*INSTRUCTION*. Count the lines in the records below that contain the string "bikini", treating uppercase and lowercase letters as distinct, and give only that number.

** begin ENTRIES SHOWN **

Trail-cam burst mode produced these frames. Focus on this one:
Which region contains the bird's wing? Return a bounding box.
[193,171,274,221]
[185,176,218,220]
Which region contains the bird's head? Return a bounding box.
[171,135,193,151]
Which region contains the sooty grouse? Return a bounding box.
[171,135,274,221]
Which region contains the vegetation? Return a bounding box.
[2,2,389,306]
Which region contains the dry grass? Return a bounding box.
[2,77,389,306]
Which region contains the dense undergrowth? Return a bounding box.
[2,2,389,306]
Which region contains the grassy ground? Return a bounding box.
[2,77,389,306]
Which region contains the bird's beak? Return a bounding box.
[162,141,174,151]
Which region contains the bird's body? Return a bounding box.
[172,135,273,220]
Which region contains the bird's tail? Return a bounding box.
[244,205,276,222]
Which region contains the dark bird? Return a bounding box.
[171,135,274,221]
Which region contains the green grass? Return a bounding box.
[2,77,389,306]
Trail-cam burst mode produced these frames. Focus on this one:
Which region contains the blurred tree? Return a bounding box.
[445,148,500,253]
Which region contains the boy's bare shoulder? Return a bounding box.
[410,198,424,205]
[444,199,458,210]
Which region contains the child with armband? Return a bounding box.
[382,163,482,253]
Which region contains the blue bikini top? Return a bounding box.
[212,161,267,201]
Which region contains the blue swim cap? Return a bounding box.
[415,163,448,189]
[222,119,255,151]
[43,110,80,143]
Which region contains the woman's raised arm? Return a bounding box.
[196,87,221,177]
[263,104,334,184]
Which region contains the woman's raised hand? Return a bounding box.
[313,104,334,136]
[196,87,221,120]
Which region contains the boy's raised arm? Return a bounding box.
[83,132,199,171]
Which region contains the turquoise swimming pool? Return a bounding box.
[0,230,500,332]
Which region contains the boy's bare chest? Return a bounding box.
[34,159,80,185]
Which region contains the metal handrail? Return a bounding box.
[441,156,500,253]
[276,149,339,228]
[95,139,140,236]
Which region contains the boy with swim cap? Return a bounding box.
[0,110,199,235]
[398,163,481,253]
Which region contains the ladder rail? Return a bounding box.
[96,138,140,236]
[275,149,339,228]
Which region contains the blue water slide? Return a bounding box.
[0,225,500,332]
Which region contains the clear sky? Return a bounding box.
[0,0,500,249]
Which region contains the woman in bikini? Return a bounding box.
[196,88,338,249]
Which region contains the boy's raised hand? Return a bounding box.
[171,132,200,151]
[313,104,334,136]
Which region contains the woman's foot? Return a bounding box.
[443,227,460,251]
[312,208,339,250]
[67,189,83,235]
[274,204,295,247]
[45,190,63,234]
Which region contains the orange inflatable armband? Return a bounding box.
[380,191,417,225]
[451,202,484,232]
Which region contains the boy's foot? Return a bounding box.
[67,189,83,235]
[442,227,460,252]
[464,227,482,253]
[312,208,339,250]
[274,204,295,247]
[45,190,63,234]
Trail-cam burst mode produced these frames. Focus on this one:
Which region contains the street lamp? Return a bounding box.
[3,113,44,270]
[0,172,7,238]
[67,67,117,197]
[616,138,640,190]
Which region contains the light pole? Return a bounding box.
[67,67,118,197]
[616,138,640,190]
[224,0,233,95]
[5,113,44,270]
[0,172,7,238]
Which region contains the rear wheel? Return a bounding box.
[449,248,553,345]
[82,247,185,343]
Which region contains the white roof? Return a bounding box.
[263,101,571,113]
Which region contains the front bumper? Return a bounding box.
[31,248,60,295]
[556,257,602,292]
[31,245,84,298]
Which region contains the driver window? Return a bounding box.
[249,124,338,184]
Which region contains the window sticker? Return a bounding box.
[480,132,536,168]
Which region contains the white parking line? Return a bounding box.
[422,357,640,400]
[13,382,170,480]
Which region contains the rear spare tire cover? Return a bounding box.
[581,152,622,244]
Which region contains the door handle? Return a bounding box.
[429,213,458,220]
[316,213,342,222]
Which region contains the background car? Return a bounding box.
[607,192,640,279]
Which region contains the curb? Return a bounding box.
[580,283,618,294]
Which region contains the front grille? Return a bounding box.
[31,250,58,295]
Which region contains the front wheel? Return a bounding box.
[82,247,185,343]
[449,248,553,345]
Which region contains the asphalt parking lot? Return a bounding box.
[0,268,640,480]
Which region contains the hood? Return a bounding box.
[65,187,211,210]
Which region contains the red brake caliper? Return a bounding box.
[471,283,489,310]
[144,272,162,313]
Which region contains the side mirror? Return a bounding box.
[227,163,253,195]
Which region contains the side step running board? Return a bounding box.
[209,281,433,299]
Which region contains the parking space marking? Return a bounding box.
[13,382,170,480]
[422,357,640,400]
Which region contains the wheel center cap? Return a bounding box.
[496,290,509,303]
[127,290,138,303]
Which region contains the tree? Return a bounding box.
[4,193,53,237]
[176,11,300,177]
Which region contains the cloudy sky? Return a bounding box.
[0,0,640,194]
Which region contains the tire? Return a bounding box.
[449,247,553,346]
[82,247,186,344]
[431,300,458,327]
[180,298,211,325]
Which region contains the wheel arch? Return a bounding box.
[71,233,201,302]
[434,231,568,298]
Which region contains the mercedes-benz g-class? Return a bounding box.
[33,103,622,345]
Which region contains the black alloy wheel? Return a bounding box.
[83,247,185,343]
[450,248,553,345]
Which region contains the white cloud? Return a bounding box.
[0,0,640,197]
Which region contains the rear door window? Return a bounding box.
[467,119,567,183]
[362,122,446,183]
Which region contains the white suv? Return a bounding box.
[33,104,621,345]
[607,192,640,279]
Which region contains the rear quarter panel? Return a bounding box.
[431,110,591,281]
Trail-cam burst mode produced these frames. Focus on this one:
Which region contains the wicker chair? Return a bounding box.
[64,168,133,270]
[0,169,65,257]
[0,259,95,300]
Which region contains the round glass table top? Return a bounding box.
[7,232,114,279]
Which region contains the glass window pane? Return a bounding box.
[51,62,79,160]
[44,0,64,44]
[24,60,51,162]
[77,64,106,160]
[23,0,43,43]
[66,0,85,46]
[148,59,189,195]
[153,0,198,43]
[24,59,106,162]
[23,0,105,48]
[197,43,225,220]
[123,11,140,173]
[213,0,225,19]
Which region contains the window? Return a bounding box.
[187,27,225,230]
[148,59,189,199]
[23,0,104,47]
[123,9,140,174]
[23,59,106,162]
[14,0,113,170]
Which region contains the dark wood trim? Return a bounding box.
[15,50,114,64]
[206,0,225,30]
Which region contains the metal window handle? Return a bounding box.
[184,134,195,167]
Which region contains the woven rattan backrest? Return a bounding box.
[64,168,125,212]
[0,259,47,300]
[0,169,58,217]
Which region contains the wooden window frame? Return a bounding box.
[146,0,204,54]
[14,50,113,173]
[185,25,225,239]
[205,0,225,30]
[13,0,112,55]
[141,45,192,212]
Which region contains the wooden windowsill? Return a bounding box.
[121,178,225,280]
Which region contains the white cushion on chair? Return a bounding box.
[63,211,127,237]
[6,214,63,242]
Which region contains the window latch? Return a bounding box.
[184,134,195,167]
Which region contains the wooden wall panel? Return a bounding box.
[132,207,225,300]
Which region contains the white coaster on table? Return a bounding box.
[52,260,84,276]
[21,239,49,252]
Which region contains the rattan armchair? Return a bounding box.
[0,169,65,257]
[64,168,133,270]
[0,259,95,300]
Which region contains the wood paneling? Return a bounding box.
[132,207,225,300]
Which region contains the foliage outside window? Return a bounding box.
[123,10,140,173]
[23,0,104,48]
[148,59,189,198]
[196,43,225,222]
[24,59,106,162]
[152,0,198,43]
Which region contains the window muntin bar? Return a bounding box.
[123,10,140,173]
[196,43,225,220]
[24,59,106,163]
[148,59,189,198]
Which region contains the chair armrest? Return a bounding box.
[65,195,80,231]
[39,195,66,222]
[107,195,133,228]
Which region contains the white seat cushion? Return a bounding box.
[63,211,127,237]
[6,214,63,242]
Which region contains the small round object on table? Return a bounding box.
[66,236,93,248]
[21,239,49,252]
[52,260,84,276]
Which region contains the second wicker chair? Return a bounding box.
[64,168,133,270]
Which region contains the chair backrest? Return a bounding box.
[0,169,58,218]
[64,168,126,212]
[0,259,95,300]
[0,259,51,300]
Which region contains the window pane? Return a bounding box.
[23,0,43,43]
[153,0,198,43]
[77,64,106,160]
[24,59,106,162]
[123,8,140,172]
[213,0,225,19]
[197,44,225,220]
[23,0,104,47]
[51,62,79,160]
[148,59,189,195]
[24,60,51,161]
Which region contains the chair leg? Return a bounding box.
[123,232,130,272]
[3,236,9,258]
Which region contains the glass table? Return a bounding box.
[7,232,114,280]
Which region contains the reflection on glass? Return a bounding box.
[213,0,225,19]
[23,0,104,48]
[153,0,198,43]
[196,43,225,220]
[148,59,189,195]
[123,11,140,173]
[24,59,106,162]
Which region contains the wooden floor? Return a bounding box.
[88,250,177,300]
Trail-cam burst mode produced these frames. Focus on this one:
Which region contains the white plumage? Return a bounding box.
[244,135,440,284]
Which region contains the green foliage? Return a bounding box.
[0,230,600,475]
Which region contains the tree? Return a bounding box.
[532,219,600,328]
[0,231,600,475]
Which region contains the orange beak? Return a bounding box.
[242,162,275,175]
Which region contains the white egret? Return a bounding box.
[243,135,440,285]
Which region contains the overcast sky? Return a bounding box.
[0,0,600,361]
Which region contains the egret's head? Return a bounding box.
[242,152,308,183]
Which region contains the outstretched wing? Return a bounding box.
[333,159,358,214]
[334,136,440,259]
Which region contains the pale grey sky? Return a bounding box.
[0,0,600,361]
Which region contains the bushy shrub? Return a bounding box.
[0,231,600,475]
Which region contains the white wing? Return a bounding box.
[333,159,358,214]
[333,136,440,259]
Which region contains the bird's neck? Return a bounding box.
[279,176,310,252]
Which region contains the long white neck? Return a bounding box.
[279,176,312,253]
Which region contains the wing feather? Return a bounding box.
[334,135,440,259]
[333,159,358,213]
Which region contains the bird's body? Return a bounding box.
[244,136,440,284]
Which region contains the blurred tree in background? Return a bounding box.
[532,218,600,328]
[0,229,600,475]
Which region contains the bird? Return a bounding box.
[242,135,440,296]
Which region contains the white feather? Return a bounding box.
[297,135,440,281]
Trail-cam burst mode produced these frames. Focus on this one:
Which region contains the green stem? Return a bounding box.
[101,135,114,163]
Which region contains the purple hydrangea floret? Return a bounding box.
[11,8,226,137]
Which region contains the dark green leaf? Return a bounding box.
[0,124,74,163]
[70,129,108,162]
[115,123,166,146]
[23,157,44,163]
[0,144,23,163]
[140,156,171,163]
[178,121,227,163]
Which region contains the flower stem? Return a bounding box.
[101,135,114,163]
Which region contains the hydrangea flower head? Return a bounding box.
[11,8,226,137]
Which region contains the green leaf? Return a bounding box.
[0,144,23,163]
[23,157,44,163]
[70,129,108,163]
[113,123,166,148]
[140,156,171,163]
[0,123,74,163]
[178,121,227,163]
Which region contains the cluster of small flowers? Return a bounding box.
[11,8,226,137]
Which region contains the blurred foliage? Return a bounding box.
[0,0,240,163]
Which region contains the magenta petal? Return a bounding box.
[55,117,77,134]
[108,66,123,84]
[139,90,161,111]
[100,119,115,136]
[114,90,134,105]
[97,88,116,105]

** end ENTRIES SHOWN **

*TASK RESPONSE*. 2